Source excerpt –

In [1]:
import numpy as np
import random
import math

In [2]:
# the very basic value class upon which activations are performed, and can backpropagate through to their parents
# we store each value as a member of a DAG with the gradient propagating through its parents
class Value():
    def __init__(self, data, _op='', _parents=(), ):
        self._op = _op
        self._backprop = lambda: None
        self.grad = 0.0
        self.data = data
        self._parents = _parents       
    def __repr__(self):
        return f"Value(data={self.data})"        
    def __add__(self, other):
        other = other if isinstance(other, Value) else Value(other)
        out = Value(self.data + other.data, _op='+', _parents=(self, other))
        def _backprop():
            delta = out.grad
            self.grad += 1.0*delta
            other.grad += 1.0*delta
        out._backprop = _backprop
        return out
    def __radd__(self, other):
        return self + other
    def __mul__(self, other):
        other = other if isinstance(other, Value) else Value(other)
        out = Value(self.data * other.data, _op='*', _parents=(self, other))

Set exercise 1 –
Print the autograd code between "out = Value(self.data +" and "other.data, _op='*', _parents=(self, other))", inclusive.
The autograd code has nothing to do with the records.

Data shown –
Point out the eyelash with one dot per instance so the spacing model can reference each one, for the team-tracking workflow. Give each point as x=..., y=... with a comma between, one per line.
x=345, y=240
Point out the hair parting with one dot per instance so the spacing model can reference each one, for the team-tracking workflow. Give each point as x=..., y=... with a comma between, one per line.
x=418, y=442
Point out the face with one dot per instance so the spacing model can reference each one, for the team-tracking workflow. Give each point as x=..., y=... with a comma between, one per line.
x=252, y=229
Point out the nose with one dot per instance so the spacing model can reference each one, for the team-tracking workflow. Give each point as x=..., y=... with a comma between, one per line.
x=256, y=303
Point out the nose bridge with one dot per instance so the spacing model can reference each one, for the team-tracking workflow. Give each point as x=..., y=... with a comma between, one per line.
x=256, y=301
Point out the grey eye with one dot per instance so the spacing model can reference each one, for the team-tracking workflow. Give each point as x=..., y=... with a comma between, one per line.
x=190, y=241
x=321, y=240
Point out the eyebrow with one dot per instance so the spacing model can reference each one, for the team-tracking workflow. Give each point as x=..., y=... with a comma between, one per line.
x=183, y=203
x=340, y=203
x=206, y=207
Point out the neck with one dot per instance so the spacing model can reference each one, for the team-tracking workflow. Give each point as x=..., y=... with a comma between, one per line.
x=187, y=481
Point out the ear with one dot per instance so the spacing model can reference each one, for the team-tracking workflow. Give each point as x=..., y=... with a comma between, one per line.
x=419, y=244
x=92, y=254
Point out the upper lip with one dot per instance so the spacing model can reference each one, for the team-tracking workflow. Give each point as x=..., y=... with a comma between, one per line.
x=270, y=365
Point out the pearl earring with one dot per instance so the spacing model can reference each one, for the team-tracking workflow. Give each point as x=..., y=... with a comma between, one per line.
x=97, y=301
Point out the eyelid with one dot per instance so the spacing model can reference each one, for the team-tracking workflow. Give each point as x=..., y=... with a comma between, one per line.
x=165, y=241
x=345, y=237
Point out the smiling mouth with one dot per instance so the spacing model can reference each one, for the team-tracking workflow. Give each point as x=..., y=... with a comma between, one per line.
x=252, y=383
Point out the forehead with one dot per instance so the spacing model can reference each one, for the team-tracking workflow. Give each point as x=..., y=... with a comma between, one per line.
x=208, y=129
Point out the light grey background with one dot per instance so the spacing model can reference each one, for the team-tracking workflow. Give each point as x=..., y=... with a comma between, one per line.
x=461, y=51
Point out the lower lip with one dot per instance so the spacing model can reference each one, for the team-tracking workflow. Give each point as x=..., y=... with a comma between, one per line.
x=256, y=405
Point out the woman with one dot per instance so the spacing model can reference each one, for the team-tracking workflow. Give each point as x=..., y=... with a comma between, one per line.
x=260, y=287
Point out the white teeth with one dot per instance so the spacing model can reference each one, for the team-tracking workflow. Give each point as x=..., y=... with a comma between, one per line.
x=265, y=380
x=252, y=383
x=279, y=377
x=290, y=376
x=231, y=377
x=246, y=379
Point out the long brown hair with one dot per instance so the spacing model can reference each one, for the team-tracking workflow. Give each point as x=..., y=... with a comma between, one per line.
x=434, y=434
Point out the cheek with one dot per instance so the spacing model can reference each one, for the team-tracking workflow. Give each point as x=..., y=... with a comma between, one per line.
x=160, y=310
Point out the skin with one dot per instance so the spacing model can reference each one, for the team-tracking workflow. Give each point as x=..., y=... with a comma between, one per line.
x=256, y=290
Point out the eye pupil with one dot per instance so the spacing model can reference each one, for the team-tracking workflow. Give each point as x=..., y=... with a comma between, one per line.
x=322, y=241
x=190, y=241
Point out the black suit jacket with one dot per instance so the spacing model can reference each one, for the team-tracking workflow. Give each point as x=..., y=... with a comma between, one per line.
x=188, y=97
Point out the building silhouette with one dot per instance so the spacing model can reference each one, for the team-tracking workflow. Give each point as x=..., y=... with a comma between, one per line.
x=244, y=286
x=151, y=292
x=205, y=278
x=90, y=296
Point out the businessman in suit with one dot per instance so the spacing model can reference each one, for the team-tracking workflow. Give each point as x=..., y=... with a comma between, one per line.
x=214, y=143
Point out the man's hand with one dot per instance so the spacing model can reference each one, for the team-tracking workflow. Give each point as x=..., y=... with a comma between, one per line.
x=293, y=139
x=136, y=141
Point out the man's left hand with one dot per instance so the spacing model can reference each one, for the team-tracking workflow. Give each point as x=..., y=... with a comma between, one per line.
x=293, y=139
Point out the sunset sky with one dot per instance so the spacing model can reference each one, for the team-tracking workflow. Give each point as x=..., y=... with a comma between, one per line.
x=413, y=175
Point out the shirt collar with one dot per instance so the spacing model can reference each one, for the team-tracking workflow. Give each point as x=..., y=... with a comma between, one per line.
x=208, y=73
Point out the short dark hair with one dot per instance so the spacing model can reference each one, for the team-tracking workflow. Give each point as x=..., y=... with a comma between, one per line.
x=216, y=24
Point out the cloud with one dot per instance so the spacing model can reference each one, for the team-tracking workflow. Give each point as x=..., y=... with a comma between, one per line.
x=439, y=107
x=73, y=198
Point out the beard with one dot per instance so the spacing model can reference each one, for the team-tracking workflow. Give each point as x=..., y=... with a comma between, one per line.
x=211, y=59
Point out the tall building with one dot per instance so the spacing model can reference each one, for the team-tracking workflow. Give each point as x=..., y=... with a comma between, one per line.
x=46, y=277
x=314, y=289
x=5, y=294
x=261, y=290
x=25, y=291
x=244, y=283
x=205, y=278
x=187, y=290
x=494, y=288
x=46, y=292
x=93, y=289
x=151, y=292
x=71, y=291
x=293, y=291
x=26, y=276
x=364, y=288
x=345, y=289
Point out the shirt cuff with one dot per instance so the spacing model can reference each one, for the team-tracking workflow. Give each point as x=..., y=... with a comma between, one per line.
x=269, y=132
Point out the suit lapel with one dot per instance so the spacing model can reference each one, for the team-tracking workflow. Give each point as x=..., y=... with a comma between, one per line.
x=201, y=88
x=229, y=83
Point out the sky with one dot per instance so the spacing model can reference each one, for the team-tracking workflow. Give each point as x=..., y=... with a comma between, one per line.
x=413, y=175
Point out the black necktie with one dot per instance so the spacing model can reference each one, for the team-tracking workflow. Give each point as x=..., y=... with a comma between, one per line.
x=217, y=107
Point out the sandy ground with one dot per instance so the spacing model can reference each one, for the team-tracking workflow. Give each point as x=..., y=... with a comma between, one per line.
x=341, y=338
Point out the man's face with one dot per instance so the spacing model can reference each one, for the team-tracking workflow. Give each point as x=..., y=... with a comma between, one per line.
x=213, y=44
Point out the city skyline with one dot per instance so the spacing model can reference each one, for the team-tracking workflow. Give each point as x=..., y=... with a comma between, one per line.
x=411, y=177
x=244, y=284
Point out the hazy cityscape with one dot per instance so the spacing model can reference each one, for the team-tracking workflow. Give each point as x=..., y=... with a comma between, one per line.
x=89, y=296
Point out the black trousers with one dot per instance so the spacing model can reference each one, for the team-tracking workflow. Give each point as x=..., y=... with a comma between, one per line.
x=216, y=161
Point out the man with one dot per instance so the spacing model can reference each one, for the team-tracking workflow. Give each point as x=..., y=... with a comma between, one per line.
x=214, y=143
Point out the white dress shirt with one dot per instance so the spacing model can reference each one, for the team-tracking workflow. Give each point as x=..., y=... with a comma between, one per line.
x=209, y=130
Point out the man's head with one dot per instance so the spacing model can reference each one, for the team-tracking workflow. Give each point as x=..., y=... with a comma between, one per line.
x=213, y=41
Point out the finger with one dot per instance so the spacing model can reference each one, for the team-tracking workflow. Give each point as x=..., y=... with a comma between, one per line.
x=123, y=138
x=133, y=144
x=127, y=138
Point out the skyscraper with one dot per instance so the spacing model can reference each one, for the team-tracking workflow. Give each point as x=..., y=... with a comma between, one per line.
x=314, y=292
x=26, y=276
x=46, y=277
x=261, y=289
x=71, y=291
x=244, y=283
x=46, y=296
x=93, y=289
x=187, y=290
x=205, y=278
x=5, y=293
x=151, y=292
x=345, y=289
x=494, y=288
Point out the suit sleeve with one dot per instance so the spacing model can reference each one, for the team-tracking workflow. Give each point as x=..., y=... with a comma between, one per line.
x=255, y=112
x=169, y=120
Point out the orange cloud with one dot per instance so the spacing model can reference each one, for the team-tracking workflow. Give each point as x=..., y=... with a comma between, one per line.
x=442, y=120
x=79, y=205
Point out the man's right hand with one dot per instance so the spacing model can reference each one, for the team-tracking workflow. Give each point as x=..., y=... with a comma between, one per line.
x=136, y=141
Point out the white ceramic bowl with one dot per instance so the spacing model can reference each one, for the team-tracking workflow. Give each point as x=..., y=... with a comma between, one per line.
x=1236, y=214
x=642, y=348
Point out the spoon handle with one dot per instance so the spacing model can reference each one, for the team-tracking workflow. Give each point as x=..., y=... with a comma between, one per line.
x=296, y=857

Set exercise 2 –
Arrange the lines of the records between the lines holding "Point out the orange" and "x=642, y=348", inclusive, as a JSON list of strings with one string per line and any blank lines left out.

Exercise response 1 –
out = Value(self.data + other.data, _op='+', _parents=(self, other))
        def _backprop():
            delta = out.grad
            self.grad += 1.0*delta
            other.grad += 1.0*delta
        out._backprop = _backprop
        return out
    def __radd__(self, other):
        return self + other
    def __mul__(self, other):
        other = other if isinstance(other, Value) else Value(other)
        out = Value(self.data * other.data, _op='*', _parents=(self, other))

Exercise response 2 –
[
  "Point out the orange cloud with one dot per instance so the spacing model can reference each one, for the team-tracking workflow. Give each point as x=..., y=... with a comma between, one per line.",
  "x=442, y=120",
  "x=79, y=205",
  "Point out the man's right hand with one dot per instance so the spacing model can reference each one, for the team-tracking workflow. Give each point as x=..., y=... with a comma between, one per line.",
  "x=136, y=141",
  "Point out the white ceramic bowl with one dot per instance so the spacing model can reference each one, for the team-tracking workflow. Give each point as x=..., y=... with a comma between, one per line.",
  "x=1236, y=214",
  "x=642, y=348"
]